* _What is needed_
All entries should be copied exactly; the pictures stay out.

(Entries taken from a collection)

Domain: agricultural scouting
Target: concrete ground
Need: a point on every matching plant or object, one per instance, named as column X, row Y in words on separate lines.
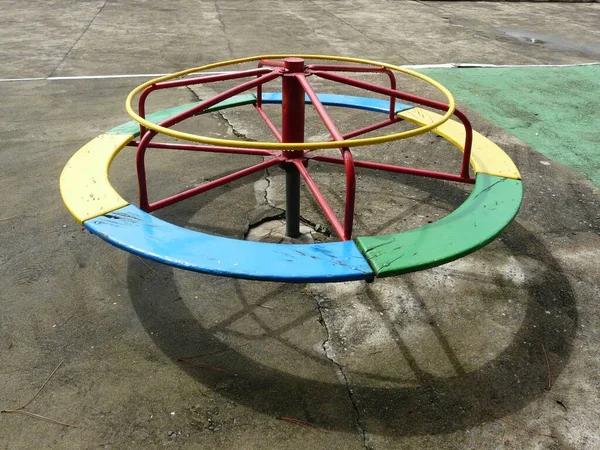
column 498, row 350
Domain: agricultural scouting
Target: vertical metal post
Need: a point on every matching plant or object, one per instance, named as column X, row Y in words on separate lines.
column 292, row 120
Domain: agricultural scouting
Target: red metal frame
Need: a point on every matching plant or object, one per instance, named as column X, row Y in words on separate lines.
column 295, row 84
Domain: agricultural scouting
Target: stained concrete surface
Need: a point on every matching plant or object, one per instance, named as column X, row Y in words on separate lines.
column 497, row 350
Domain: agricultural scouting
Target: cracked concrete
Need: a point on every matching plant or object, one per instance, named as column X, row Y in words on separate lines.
column 331, row 356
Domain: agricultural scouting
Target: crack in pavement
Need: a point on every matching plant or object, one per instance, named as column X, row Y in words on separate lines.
column 330, row 355
column 225, row 33
column 78, row 39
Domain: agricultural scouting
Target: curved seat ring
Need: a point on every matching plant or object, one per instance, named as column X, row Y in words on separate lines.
column 491, row 206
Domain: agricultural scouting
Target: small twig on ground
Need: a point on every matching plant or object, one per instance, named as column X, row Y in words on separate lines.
column 216, row 352
column 22, row 409
column 524, row 427
column 548, row 365
column 208, row 366
column 43, row 386
column 265, row 306
column 150, row 267
column 37, row 416
column 302, row 423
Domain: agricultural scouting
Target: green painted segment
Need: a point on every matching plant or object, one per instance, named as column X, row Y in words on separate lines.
column 553, row 109
column 492, row 205
column 132, row 127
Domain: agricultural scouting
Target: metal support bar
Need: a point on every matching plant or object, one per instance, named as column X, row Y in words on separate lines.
column 292, row 127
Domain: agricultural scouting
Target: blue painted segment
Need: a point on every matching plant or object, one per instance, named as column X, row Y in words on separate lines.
column 346, row 101
column 135, row 231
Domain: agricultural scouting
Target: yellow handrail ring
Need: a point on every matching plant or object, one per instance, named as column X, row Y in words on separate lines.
column 291, row 146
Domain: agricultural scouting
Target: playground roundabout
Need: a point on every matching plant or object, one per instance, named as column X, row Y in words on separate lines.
column 491, row 206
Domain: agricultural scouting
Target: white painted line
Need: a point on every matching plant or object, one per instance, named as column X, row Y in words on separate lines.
column 492, row 66
column 411, row 66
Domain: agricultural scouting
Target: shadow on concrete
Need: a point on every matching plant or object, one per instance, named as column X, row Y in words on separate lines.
column 438, row 405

* _Output for this exercise_
Domain: agricultural scouting
Target: concrete ground
Need: a point on every matching plant or object, one per instance, named as column X, row Y in words on separate lines.
column 498, row 350
Domain: agricultural scouting
Target: vertical metal post
Need: a point on every matching plant or object, one per instance, named as column X, row Y in words on separate lines.
column 292, row 120
Domain: agricultural scouting
Target: red metal frame
Need: a point on every matching plant or object, one per instance, named as column X, row Y in words on separate lines.
column 295, row 84
Domain: agricultural scouting
Target: stained concrete surface
Need: a point on every matching plant or object, one per instance, named as column X, row Y in words on separate lines.
column 497, row 350
Domain: agricultural scouting
Target: cracked concrete
Need: a point on every matching plant or object, one per instance, named as column X, row Y in words on separate lines.
column 331, row 356
Domain: agricultural scouting
Target: crack in pavement
Need: a point on every matching plant or object, one per instance, named as column X, row Y in words on separate lines.
column 330, row 355
column 225, row 33
column 78, row 39
Domain: agricultural scouting
Target: curved seat ring
Need: a point on every matching plant or object, one per instance, named as column X, row Y in words on separate lines.
column 491, row 206
Domain: agricultural scouting
Target: small twig on ground
Need: a point on every matching plant or object, one per instance, named as column X, row Y in words on separate lines.
column 216, row 352
column 22, row 409
column 524, row 427
column 548, row 365
column 208, row 366
column 43, row 386
column 265, row 306
column 150, row 267
column 37, row 416
column 302, row 423
Domain: agricultural scouting
Target: green painted segment
Need: a point on every matching plant or object, one per instance, named as column X, row Y in words on separate lines.
column 553, row 109
column 492, row 205
column 132, row 127
Domain: agricultural scouting
Target: metal support bar
Need: a point on every matching plant or object, one per instance, named as column X, row Y in words on separate lines.
column 292, row 127
Domain: agricultural scouting
Target: blue painted segment
Need: a point on every matching plant or object, one per instance, named as column X, row Y in words on separate lines.
column 346, row 101
column 135, row 231
Domain: agricultural scouting
Target: yellow handrail ring
Need: a point on every matching plant or object, one per instance, named as column X, row Y in words on separate lines.
column 291, row 146
Domain: agricultural scouting
Target: playground roundabout
Need: a point on every matching plant or object, one per instance, named as column X, row Y in words on separate lines.
column 491, row 206
Domain: agricultural scouting
Target: white painted line
Need: a point on every matching plant or object, one per instance, named as column X, row Y in words on separate lines.
column 492, row 66
column 411, row 66
Domain: agricultural scouting
Target: shadow on concrete
Need: a point on every matching plant or object, one per instance, named as column X, row Y in words on separate lines.
column 438, row 405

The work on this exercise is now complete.